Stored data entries
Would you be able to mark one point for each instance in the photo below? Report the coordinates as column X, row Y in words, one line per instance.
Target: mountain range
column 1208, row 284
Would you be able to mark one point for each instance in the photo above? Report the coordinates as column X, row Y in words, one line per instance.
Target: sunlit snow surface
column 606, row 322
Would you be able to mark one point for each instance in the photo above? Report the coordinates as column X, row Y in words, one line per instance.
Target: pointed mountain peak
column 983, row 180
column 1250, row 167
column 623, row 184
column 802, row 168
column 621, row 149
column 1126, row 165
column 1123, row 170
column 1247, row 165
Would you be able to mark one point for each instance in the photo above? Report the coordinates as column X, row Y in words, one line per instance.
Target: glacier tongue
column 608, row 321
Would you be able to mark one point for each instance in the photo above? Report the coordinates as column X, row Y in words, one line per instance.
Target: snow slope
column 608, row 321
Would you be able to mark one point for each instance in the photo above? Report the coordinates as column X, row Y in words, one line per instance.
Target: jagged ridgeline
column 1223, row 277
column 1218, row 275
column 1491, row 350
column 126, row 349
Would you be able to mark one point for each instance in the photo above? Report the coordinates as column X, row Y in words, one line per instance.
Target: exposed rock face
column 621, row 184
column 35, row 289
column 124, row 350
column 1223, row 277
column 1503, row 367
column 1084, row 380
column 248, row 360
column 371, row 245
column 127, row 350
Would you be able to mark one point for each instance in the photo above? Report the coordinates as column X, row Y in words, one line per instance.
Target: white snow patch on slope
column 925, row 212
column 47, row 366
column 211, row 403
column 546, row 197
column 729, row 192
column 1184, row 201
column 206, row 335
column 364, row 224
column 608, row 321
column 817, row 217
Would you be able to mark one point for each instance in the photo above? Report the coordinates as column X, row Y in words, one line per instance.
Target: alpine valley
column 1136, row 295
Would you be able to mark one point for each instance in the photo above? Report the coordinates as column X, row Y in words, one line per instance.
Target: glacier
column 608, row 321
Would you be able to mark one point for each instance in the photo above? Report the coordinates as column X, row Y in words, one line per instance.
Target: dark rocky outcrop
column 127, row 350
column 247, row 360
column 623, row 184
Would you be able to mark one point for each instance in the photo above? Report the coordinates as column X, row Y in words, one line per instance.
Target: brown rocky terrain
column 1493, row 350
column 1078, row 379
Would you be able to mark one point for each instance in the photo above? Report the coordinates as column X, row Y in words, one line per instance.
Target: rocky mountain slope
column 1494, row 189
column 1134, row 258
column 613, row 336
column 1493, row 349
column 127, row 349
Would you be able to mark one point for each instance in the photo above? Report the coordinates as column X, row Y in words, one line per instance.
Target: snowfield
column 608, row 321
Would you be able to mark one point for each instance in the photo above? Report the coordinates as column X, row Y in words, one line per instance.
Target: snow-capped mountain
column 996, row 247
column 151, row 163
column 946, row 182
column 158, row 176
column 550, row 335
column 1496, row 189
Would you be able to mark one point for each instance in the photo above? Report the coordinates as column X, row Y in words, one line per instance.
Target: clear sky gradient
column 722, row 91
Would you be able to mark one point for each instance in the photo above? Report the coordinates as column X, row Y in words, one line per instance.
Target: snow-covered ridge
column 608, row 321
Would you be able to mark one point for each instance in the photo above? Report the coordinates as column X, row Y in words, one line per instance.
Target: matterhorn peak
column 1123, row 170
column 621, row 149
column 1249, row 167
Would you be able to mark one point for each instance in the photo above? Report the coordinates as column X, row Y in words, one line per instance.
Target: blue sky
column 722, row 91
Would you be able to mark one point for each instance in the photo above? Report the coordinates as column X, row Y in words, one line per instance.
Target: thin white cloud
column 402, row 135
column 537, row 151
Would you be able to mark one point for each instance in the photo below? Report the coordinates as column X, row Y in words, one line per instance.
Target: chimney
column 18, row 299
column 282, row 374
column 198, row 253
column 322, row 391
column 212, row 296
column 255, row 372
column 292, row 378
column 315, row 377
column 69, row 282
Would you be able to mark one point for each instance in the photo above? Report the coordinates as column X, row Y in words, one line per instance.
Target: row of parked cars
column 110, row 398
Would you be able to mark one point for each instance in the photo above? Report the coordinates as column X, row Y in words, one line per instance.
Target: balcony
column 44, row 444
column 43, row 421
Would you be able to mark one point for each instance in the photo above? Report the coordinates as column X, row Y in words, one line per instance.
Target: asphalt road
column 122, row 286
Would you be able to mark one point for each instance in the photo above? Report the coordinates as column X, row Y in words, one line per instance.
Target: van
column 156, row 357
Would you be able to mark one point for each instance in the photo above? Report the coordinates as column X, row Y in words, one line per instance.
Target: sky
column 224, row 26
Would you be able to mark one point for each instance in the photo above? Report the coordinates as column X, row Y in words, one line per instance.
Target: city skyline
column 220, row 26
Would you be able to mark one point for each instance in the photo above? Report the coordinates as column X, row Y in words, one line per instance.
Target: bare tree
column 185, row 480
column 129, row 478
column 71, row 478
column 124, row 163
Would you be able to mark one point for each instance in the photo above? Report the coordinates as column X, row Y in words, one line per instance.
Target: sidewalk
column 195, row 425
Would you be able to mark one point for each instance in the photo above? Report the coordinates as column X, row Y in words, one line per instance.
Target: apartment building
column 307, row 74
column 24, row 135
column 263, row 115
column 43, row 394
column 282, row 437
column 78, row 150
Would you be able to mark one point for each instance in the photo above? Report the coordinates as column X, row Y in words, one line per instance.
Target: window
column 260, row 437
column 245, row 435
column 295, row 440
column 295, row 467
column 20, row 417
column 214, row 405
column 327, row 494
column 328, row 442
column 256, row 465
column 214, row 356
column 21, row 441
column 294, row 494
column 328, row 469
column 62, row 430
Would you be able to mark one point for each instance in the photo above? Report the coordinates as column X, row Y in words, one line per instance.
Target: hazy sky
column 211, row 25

WHAT NEEDS TO BE DONE
Gather every line of the records that contains the word "mountain", treating uppercase and lowercase as different.

PROBLEM SOLUTION
Target: mountain range
Target: pointed mountain peak
Target: rocky mountain slope
Target: snow-capped mountain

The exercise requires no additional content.